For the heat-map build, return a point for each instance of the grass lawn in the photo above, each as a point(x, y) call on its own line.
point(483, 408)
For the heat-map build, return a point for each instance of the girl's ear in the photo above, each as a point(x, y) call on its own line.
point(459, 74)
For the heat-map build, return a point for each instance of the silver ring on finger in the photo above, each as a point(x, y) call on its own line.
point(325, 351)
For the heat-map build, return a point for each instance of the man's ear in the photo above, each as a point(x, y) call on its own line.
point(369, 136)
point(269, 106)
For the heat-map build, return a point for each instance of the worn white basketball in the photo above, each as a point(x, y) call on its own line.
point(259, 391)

Work instructions:
Copy out all of the data exactly, leaving nothing out.

Correct result:
For the heat-map build, return a point for each instance of the grass lawn in the photo above, each as a point(x, y) call on its own line.
point(483, 408)
For the heat-map build, return a point for each instance of the girl's ear in the photo above, each as a point(x, y) call on its own line.
point(459, 74)
For the heat-map build, return a point for each instance of the silver ring on finger in the photo above, each as a point(x, y) call on its own line.
point(325, 351)
For the heat-map build, return a point for each instance of the man's ear in the photo above, each as a point(x, y) call on its own line.
point(369, 136)
point(269, 106)
For the heat-map build, return a point for each instance of the worn white basketball in the photo above, each as a point(x, y) call on its own line.
point(259, 391)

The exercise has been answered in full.